• **EXERCISE DIRECTIONS**
Omit every image, and transcribe the remaining entries exactly as given.

• **RECORDS**
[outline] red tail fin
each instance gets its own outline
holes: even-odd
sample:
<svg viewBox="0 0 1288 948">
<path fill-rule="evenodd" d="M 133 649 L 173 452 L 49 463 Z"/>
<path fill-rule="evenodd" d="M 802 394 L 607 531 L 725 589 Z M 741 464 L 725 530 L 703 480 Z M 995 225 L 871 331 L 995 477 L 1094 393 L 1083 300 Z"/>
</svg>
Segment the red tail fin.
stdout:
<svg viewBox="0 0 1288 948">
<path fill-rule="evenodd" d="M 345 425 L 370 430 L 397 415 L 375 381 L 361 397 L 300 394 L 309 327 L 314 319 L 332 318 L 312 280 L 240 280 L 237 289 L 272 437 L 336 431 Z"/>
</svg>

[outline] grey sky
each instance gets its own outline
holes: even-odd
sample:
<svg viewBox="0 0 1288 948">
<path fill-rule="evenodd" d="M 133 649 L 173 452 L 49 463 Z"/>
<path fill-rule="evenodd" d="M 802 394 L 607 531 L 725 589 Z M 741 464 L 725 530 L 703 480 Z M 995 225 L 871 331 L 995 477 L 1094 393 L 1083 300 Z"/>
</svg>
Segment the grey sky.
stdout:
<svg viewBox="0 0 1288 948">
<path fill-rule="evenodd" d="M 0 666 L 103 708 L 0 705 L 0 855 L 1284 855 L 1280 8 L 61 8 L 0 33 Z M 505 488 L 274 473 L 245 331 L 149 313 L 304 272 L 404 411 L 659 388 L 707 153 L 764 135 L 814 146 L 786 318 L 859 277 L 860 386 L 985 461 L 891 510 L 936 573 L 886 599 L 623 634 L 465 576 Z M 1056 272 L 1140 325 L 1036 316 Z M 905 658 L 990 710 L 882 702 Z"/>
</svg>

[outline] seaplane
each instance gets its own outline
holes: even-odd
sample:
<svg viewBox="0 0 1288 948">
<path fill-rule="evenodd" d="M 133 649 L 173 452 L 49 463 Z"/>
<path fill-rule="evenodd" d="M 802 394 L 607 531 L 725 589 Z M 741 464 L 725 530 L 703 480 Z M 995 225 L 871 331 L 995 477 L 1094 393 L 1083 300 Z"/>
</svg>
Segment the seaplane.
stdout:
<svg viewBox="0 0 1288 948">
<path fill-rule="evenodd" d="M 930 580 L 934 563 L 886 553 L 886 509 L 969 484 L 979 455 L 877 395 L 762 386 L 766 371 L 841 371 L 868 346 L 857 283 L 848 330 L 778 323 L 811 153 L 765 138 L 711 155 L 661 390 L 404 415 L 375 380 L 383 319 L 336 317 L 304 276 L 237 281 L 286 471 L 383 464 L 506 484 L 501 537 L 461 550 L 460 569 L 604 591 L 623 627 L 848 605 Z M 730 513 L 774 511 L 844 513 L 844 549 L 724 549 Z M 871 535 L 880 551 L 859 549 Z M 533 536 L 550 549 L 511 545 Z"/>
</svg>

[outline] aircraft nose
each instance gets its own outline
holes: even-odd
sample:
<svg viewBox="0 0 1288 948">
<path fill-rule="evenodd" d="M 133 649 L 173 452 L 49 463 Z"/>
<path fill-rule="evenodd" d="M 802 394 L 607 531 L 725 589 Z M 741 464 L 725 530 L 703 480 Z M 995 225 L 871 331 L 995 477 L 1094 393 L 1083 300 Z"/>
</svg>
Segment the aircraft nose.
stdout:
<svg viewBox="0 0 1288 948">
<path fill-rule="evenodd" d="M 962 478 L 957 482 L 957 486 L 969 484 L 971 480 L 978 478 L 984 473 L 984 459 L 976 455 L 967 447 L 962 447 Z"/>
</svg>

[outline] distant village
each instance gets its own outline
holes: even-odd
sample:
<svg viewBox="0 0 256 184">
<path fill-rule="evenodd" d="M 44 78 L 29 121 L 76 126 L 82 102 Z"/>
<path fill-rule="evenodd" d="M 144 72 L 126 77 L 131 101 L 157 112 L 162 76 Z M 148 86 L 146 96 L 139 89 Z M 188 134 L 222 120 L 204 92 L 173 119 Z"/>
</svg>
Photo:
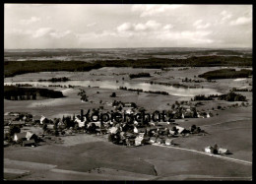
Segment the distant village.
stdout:
<svg viewBox="0 0 256 184">
<path fill-rule="evenodd" d="M 122 102 L 113 100 L 112 112 L 135 114 L 146 111 L 143 107 L 137 106 L 134 102 Z M 88 113 L 100 112 L 100 109 L 92 109 Z M 175 139 L 178 137 L 189 137 L 192 135 L 206 136 L 208 133 L 199 126 L 192 125 L 189 129 L 178 126 L 177 119 L 185 118 L 210 118 L 211 112 L 199 112 L 189 101 L 176 101 L 171 105 L 171 109 L 166 111 L 171 121 L 151 122 L 142 120 L 140 122 L 133 118 L 126 121 L 116 122 L 90 122 L 80 115 L 63 116 L 62 118 L 48 119 L 41 115 L 32 115 L 29 113 L 10 112 L 5 114 L 4 121 L 4 146 L 21 145 L 23 147 L 35 147 L 40 142 L 61 136 L 76 134 L 96 134 L 106 135 L 109 142 L 126 147 L 138 147 L 149 144 L 160 144 L 176 147 Z M 22 127 L 34 126 L 42 130 L 42 134 L 35 135 L 32 131 L 22 132 Z M 205 148 L 208 153 L 230 153 L 225 149 L 220 150 L 217 145 Z"/>
</svg>

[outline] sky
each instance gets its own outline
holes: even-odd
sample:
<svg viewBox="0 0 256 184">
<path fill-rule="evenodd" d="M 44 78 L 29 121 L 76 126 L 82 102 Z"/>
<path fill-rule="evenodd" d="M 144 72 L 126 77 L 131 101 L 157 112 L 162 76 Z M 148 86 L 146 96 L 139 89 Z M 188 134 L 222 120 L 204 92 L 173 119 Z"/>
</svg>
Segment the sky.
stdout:
<svg viewBox="0 0 256 184">
<path fill-rule="evenodd" d="M 5 49 L 252 47 L 252 5 L 5 4 Z"/>
</svg>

• **RESULT OF THE TASK**
[outline] red tail fin
each instance gets its own outline
holes: even-odd
sample:
<svg viewBox="0 0 1288 948">
<path fill-rule="evenodd" d="M 133 649 L 173 452 L 49 463 Z"/>
<path fill-rule="evenodd" d="M 802 394 L 607 531 L 725 589 Z M 741 464 L 725 530 L 703 480 Z M 995 225 L 871 331 L 995 477 L 1094 393 L 1083 300 Z"/>
</svg>
Segment the red tail fin.
stdout:
<svg viewBox="0 0 1288 948">
<path fill-rule="evenodd" d="M 345 425 L 370 430 L 397 415 L 375 381 L 361 397 L 300 394 L 309 327 L 314 319 L 332 318 L 312 280 L 240 280 L 237 289 L 272 437 L 336 431 Z"/>
</svg>

[outline] grey sky
each instance gets its own outline
holes: even-odd
sample:
<svg viewBox="0 0 1288 948">
<path fill-rule="evenodd" d="M 133 649 L 173 452 L 49 463 Z"/>
<path fill-rule="evenodd" d="M 802 394 L 607 531 L 725 589 Z M 741 464 L 725 530 L 703 480 Z M 995 225 L 871 331 L 995 477 L 1094 393 L 1083 300 Z"/>
</svg>
Segment the grey sky.
stdout:
<svg viewBox="0 0 1288 948">
<path fill-rule="evenodd" d="M 0 666 L 103 708 L 0 705 L 0 855 L 1284 855 L 1280 8 L 61 8 L 0 33 Z M 505 488 L 274 473 L 245 331 L 149 313 L 304 272 L 404 411 L 659 388 L 707 153 L 764 135 L 814 146 L 786 318 L 859 277 L 860 386 L 985 461 L 891 510 L 936 573 L 886 599 L 623 634 L 465 576 Z M 1056 272 L 1140 325 L 1036 316 Z M 905 658 L 990 710 L 882 702 Z"/>
</svg>

[outline] seaplane
each instance gets its own outline
holes: even-odd
sample:
<svg viewBox="0 0 1288 948">
<path fill-rule="evenodd" d="M 133 649 L 173 452 L 49 463 Z"/>
<path fill-rule="evenodd" d="M 802 394 L 607 531 L 725 589 Z M 741 464 L 725 530 L 703 480 Z M 995 225 L 871 331 L 995 477 L 1094 393 L 1083 300 Z"/>
</svg>
Segment the seaplane.
stdout:
<svg viewBox="0 0 1288 948">
<path fill-rule="evenodd" d="M 930 580 L 934 563 L 886 553 L 886 509 L 969 484 L 979 455 L 877 395 L 762 386 L 766 371 L 841 371 L 868 346 L 857 283 L 848 330 L 778 323 L 811 153 L 765 138 L 711 155 L 661 390 L 404 415 L 375 380 L 383 319 L 336 317 L 304 276 L 237 281 L 286 471 L 383 464 L 506 484 L 501 537 L 461 550 L 460 569 L 604 591 L 623 627 L 848 605 Z M 730 513 L 774 511 L 844 513 L 844 549 L 724 549 Z M 871 535 L 880 551 L 859 549 Z M 533 536 L 550 549 L 511 545 Z"/>
</svg>

[outline] aircraft nose
each instance gets its own outline
holes: even-odd
sample:
<svg viewBox="0 0 1288 948">
<path fill-rule="evenodd" d="M 133 649 L 173 452 L 49 463 Z"/>
<path fill-rule="evenodd" d="M 802 394 L 607 531 L 725 589 Z M 741 464 L 725 530 L 703 480 Z M 995 225 L 871 331 L 995 477 L 1094 393 L 1083 300 Z"/>
</svg>
Segment the aircraft nose.
stdout:
<svg viewBox="0 0 1288 948">
<path fill-rule="evenodd" d="M 962 478 L 957 482 L 957 486 L 969 484 L 971 480 L 978 478 L 984 473 L 984 459 L 976 455 L 967 447 L 962 447 Z"/>
</svg>

[outline] distant village
each instance gets its own outline
holes: even-odd
sample:
<svg viewBox="0 0 256 184">
<path fill-rule="evenodd" d="M 44 78 L 29 121 L 76 126 L 82 102 Z"/>
<path fill-rule="evenodd" d="M 144 72 L 126 77 L 131 101 L 157 112 L 162 76 Z M 148 86 L 146 96 L 139 89 Z M 188 134 L 222 120 L 204 92 L 173 119 Z"/>
</svg>
Photo:
Segment the distant village.
stdout:
<svg viewBox="0 0 256 184">
<path fill-rule="evenodd" d="M 122 102 L 113 100 L 112 112 L 135 114 L 146 111 L 143 107 L 137 106 L 134 102 Z M 88 113 L 100 112 L 100 109 L 92 109 Z M 175 139 L 178 137 L 189 137 L 192 135 L 206 136 L 208 133 L 199 126 L 192 125 L 189 129 L 178 126 L 177 119 L 185 118 L 210 118 L 211 112 L 199 112 L 189 101 L 176 101 L 171 105 L 171 109 L 166 111 L 171 121 L 151 122 L 142 120 L 140 122 L 133 118 L 126 121 L 116 122 L 90 122 L 80 115 L 63 116 L 62 118 L 48 119 L 41 115 L 32 115 L 29 113 L 10 112 L 5 114 L 4 121 L 4 146 L 21 145 L 23 147 L 35 147 L 40 142 L 61 136 L 76 134 L 96 134 L 106 135 L 109 142 L 126 147 L 138 147 L 149 144 L 160 144 L 176 147 Z M 22 127 L 34 126 L 42 130 L 42 134 L 35 135 L 32 131 L 22 132 Z M 205 148 L 208 153 L 230 153 L 225 149 L 220 150 L 217 145 Z"/>
</svg>

[outline] sky
each instance gets its own outline
holes: even-odd
sample:
<svg viewBox="0 0 256 184">
<path fill-rule="evenodd" d="M 44 78 L 29 121 L 76 126 L 82 102 Z"/>
<path fill-rule="evenodd" d="M 144 72 L 126 77 L 131 101 L 157 112 L 162 76 Z M 148 86 L 146 96 L 139 89 Z M 188 134 L 222 120 L 204 92 L 173 119 Z"/>
</svg>
Segment the sky.
stdout:
<svg viewBox="0 0 256 184">
<path fill-rule="evenodd" d="M 5 49 L 252 47 L 252 5 L 5 4 Z"/>
</svg>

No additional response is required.